* Problem description: Reproduce the data exactly.

Natural-language object grounding data
****
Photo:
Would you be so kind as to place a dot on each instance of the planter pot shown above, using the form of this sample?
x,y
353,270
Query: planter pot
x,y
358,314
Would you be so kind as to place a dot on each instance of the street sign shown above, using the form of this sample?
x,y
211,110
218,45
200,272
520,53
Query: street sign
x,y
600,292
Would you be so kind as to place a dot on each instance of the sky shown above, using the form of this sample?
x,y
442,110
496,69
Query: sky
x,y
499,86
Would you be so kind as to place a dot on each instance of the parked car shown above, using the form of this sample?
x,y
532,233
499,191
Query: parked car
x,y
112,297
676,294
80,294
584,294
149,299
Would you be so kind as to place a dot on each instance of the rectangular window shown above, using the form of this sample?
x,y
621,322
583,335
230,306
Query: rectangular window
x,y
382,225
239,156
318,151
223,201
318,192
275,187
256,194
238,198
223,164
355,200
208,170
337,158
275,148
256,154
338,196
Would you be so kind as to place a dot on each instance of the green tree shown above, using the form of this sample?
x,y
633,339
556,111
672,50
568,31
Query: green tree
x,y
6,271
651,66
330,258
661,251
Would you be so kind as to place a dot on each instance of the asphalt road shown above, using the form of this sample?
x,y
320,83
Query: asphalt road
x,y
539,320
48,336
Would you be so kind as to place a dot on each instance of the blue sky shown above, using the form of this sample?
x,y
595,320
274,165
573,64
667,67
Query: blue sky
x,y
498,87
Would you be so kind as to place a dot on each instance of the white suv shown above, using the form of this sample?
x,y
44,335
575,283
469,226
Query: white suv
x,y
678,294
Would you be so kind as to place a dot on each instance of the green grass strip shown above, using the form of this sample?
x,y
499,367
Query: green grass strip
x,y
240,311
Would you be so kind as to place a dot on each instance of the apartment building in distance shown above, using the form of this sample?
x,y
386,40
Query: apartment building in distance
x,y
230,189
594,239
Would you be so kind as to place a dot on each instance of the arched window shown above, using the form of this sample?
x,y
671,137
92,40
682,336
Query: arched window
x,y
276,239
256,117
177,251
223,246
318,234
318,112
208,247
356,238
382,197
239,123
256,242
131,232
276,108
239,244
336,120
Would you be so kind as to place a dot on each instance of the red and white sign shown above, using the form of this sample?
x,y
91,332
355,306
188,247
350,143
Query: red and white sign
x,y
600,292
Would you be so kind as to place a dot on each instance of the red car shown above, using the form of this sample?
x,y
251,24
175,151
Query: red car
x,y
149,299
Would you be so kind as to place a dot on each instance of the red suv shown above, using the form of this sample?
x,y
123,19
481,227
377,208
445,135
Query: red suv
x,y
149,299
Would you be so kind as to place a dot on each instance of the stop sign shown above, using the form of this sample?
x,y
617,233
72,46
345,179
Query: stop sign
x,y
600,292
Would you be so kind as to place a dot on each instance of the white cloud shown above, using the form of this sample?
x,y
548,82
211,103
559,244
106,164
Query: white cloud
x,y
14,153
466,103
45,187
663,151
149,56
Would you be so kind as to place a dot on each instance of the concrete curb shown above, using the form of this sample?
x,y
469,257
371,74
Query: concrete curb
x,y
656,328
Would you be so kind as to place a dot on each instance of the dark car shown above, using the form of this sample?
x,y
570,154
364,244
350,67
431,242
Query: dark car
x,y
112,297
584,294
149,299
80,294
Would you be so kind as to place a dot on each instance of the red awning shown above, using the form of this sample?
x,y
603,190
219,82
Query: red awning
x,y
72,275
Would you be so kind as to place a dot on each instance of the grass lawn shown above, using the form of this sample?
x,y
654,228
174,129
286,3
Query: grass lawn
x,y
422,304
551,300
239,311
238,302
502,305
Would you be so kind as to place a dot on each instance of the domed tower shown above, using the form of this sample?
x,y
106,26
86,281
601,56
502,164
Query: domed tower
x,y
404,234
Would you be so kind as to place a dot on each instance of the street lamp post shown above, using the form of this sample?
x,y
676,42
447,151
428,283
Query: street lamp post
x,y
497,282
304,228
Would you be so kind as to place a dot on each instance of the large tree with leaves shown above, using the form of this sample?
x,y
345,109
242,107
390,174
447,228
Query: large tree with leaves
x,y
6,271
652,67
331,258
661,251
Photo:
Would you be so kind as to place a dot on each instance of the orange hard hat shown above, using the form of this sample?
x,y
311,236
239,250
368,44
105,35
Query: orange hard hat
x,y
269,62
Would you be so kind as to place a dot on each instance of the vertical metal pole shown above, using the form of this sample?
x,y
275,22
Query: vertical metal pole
****
* Expected answer:
Photo:
Would you be so kind as to place a dot on each instance of the planter pot shown above, using the form of this sample?
x,y
353,270
Query: planter pot
x,y
358,314
Would you be so kind as to place a dot on each instance of the street sign shown above, using the form of this sample?
x,y
211,110
218,45
200,272
520,53
Query: street sign
x,y
600,292
Would you be so kind as to place a dot on each instance of the sky shown above, using the form of this sample?
x,y
442,110
496,69
Query: sky
x,y
499,86
Would you be so kind as to place a dot on each instance of the parked car shown above, using the form of this sample?
x,y
532,233
499,191
Query: parked car
x,y
112,297
676,294
80,294
584,294
149,299
Would you be so kind as to place a dot on each instance of the rectangular window shown above, using the form of this sample?
x,y
621,322
583,335
230,306
Query: rectangular window
x,y
382,225
239,156
318,151
223,201
318,192
275,187
256,194
238,198
223,164
355,200
208,170
337,158
275,148
256,154
338,196
Would you be so kind as to place a dot on each instance of the green tree shown above, using the form of this sample?
x,y
633,339
556,111
672,50
568,31
Query: green tree
x,y
6,271
651,66
330,258
661,251
Would you be so kind as to place a dot on each instance of the asphalt road shown above, using the form of this sample?
x,y
320,83
Query: asphalt road
x,y
539,320
48,336
Would you be so kind as to place a dot on each instance of the blue sky shown above, using the form of this sample?
x,y
595,320
274,165
573,64
667,67
Query: blue sky
x,y
498,87
Would you be so kind as to place a dot on each instance of the white suv shown above, using the form of this sample?
x,y
44,335
575,283
469,226
Query: white suv
x,y
678,294
Would you be so kind as to place a dot on each instance of the green grass strip shown above, using the form of this sample?
x,y
499,367
Query: green grass strip
x,y
240,311
Would you be so kind as to place a dot on each instance of the apartment building in distance shown above, using the form of this sample?
x,y
386,40
Query: apartment building in distance
x,y
230,189
594,239
Would you be so kind as to place a dot on each instance of the arched window shown above, using the form of this sample?
x,y
671,137
92,40
682,336
Query: arched window
x,y
276,239
256,117
177,251
223,246
318,234
318,112
208,247
356,238
382,197
239,123
256,242
131,232
276,108
239,244
336,120
Would you be so kind as to place a dot on each instance of the red and white sign shown above, using the form of this sample?
x,y
91,332
355,306
188,247
350,143
Query: red and white sign
x,y
600,292
Would you be so kind as to place a dot on each instance of the red car shown above, using the form of this sample?
x,y
251,24
175,151
Query: red car
x,y
149,299
Would you be so kind as to place a dot on each instance of the red suv shown above, using the form of this sample?
x,y
123,19
481,227
377,208
445,135
Query: red suv
x,y
149,299
Would you be so kind as to place a dot on each instance of the stop sign shown above, using the form of this sample?
x,y
617,233
72,46
345,179
Query: stop sign
x,y
600,292
Would you be so kind as to place a dot on each instance of the white cloud shown above, using the form of this sample?
x,y
548,82
211,103
559,244
106,164
Query: white cloud
x,y
14,153
466,103
45,187
663,151
149,56
Would you be so kind as to place a dot on each instance of the concrete curb shown above, using the form of this sample?
x,y
469,257
371,74
Query: concrete curb
x,y
656,328
Would you be so kind as to place a dot on each instance of the dark car shown above, using the form of this sample?
x,y
570,154
364,244
350,67
431,242
Query: dark car
x,y
112,297
584,294
149,299
80,294
Would you be so kind as to place a dot on each instance of the red awning shown above, using the form of this sample?
x,y
603,190
219,82
Query: red awning
x,y
72,275
Would you be so kind as to place a dot on each instance of the grass lawn shown above, using the form of this sample?
x,y
654,228
174,129
286,3
Query: grass lawn
x,y
422,304
551,300
239,311
238,302
502,305
Would you be so kind as to place a dot on each instance of the domed tower shown above, using the form of this sample?
x,y
106,26
86,281
601,56
502,164
Query: domed tower
x,y
404,234
Would you be so kind as to place a dot on each instance of the street lamp post shown above, using the form of this sample?
x,y
676,42
447,151
428,283
Query: street lamp post
x,y
497,282
304,228
Would you be so kind as to place a dot on each instance of the large tree with leaves shown above, using the form of this sample?
x,y
345,109
242,107
390,174
447,228
Query: large tree with leaves
x,y
6,271
652,67
331,258
661,251
Photo:
Would you be so kind as to place a dot on each instance of the orange hard hat shown above, using the form of this sample?
x,y
311,236
239,250
368,44
105,35
Query: orange hard hat
x,y
269,62
Would you be so kind as to place a dot on each instance of the vertical metal pole shown above, using the form of this sample?
x,y
275,22
Query: vertical metal pole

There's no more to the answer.